ESERCIZIO 1: Riscrivi le righe dei record dalla prima fino a quella che contiene "Answer as a", entrambe comprese, rinominando "doorway" in "entrance" e senza cambiare nient'altro.

TESTO FORNITO:

※

Repubblica 20.9.16
Parla Ai Weiwei, protagonista di una grande mostra a Firenze “L’arte è sempre politica”
“Non elogiatemi sono un pugile che cerca rischi”
intervista di Leonetta Bentivoglio
FIRENZE
C’è chi trova un insulto alla magnificenza di Palazzo Strozzi la fila
di gommoni rossi che da qualche giorno segna come una corona di sangue,
riprendendo le linee delle finestre a bifora, due facciate
dell’edificio, su cui un artista giocherellone li ha appesi per
sbatterci davanti agli occhi la tragedia dei migranti in balia di
fragili imbarcazioni. Ma non era prevedibile e anzi benvenuta una mossa
così spettacolare da parte dell’artista cinese Ai Weiwei, di cui Firenze
presenta la più grande e completa esposizione mai dedicata al suo
lavoro? Saranno pure vilipesi dai turisti stupefatti che si ferma–
no
a guardare con la bocca aperta i ventidue gommoni, senza riconoscere
quella stessa immagine nelle pagine delle loro guide; saranno pure visti
da certi commentatori già all’attacco come un insulto agli ideali
armonici del più sontuoso esempio di dimora rinascimentale. Però si sa
che di sorprese traumatiche è pieno il percorso del magnetico Weiwei,
perseguitato in patria e applaudito come un popstar nei musei
d’Occidente, violento e ludico nei suoi mix di passato e presente,
luoghi simbolici e interventi dissacranti. S’intitola Libero la sua
retrospettiva, pronta a inaugurarsi il 23 di questo mese e in corso fino
al 22 gennaio, con un allestimento che invade il palazzo fuori e
dentro. Il centro del cortile è schiacciato da una claustrofobica ala
metallica che vuol rammentare i giorni di detenzione di Weiwei, mentre
le installazioni del piano nobile vanno da Forever, labirinto
duchampiano che incastra un migliaio di biciclette cinesi e neorealiste,
a Sichuan, serpentone formato dai 360 zaini di bambini morti nel crollo
delle scuole collassate a causa di costruzioni scadenti durante il
terremoto del 2008, e a Objects, che evoca con inquietanti riproduzioni
di pezzi anatomici il mercato di organi in Cina. Ha curato la mostra
Arturo Galansino, giunto a dirigere Palazzo Strozzi con idee forti sulla
contemporaneità, territorio in cui Weiwei è il massimo che si possa
avere oggi. Influente nei messaggi, seguito da milioni di fan sui social
e temerario fino all’autodistruzione.

※

ESERCIZIO 2: Nell'articolo sulla mostra di Ai Weiwei, da quanti zaini è formata l'installazione Sichuan?

VOCI DEL DATASET:

※

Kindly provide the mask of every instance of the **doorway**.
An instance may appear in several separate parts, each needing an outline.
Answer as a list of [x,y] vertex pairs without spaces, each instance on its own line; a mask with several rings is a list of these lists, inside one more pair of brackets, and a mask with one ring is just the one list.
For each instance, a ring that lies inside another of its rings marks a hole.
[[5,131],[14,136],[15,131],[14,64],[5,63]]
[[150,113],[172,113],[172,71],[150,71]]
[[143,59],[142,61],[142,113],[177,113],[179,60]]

※

RISPOSTA 1:
Kindly provide the mask of every instance of the **entrance**.
An instance may appear in several separate parts, each needing an outline.
Answer as a list of [x,y] vertex pairs without spaces, each instance on its own line; a mask with several rings is a list of these lists, inside one more pair of brackets, and a mask with one ring is just the one list.

RISPOSTA 2: 360 zaini.